| Document text |
# Some questions about the Lambert W function

1. Oct 23, 2011

### dimension10

I was wondering, what would be the solution for $$\lim_{x \rightarrow -\infty} W(x)$$ where W(x) is the Lambert-W function.

Wolfram|Alpha gives the result $$\infty$$ but the graph certainly does not imply this (In fact,$$\lim_{x\rightarrow \infty} x\,\exp(x)=\infty$$) I only graphed it it between -10 and 10 and behind -1.5 or so, the graph goes straight down so you can't even see the function beyond -1.75 or so. Does the function make a sharp turn somewhere else behind? Is the function even continuous?

Also,

$$\lim_{\omega \rightarrow -\infty} \omega \,\exp(\omega)=0$$ and $$\lim_{\omega\rightarrow 0} \omega\,\exp(\omega)=0$$. So does this imply that $$W(0)=0 \mbox{ and } W(-\infty)=0$$.

And one final question, Wolfram|Alpha gives a long complicated result for the inverse function of x^x involving the Lambert W function. How does one use the Lambert W function to do so?

Thanks.

Last edited: Oct 23, 2011
2. Oct 23, 2011

### Mute

For the real branches of the Lambert Function, $W_{0}(x)$ or $W_{-1}(x)$, the limit doesn't exist. The plot of x Exp[x] never dips down to -Infinity, so there is no limit. In fact, these two branches are only defined on the range $x \geq -1/e$. The complex branches may have a limit as x tends to -Infinity. That may be the result that wolframalpha is giving you.

As for x = y^y, write this as x = exp[y ln y] and then take the log of both sides. Then note that y = e^(ln y). (There are some other subtleties regarding branches of the complex logarithm, but this is the basic result).

3. Oct 24, 2011

Thanks

| Dataset content |
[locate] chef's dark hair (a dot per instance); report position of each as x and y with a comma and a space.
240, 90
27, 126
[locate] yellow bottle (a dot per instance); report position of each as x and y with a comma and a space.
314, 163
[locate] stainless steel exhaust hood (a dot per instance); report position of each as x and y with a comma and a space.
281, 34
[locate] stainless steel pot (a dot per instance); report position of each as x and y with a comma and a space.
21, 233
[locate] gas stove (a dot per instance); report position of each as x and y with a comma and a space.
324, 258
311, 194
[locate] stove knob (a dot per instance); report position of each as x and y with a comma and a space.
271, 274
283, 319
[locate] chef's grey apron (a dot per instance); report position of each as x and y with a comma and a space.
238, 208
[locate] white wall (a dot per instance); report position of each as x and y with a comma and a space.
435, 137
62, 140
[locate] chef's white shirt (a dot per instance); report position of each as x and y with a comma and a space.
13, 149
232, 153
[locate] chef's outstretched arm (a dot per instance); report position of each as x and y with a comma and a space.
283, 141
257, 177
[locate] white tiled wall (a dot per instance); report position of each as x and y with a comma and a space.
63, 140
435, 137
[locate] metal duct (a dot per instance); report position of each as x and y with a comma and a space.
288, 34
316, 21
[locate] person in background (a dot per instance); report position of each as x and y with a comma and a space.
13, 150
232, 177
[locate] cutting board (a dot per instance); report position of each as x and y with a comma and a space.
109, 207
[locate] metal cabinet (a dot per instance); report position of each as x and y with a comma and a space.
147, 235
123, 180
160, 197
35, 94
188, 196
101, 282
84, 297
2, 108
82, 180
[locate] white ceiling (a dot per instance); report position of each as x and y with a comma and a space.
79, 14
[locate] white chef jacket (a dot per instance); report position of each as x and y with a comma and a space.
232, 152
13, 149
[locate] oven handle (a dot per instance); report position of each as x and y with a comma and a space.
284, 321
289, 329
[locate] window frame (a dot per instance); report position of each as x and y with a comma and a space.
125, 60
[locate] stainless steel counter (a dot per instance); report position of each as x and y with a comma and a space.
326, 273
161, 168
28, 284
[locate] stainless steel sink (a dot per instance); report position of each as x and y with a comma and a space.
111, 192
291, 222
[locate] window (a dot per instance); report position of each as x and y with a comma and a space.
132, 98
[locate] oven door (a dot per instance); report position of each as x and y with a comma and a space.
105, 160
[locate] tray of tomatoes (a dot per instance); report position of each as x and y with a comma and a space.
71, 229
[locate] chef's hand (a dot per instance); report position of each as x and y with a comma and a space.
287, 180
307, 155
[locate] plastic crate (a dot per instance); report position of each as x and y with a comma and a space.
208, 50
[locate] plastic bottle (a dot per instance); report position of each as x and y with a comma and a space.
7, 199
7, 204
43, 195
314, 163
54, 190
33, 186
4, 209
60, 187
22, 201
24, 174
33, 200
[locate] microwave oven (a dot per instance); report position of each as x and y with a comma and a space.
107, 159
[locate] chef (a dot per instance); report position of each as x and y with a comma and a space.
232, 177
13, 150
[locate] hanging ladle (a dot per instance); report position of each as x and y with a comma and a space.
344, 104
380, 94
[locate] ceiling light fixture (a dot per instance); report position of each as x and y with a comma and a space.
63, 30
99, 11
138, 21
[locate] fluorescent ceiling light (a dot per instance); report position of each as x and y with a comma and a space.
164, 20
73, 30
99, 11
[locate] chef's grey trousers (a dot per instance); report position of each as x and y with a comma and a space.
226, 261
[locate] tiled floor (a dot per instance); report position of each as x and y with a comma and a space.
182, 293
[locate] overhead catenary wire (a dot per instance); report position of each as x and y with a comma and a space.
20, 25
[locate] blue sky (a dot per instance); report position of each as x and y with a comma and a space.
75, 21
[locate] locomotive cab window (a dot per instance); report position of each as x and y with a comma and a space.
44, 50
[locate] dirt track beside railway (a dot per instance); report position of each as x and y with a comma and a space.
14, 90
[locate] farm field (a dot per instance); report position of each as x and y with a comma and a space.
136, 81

| Actions to take |
1. Answer these questions from the Lambert W thread:
(a) Over what range are the two real branches of the function defined, according to the reply?
(b) Between which values did the original poster graph the function?
(c) In the reply, how should x = y^y be rewritten before taking the log of both sides?
2. Lay out the stretch of the records from the line containing "[locate] locomotive cab" through the end of the records as a Markdown table. Use the columns Number and Record line, one row per line, and leave out blank lines.

| Expected results |
1.
(a) x ≥ -1/e
(b) Between -10 and 10
(c) As x = exp[y ln y]

2.
| Number | Record line |
|---|---|
| 1 | [locate] locomotive cab window (a dot per instance); report position of each as x and y with a comma and a space. |
| 2 | 44, 50 |
| 3 | [locate] dirt track beside railway (a dot per instance); report position of each as x and y with a comma and a space. |
| 4 | 14, 90 |
| 5 | [locate] farm field (a dot per instance); report position of each as x and y with a comma and a space. |
| 6 | 136, 81 |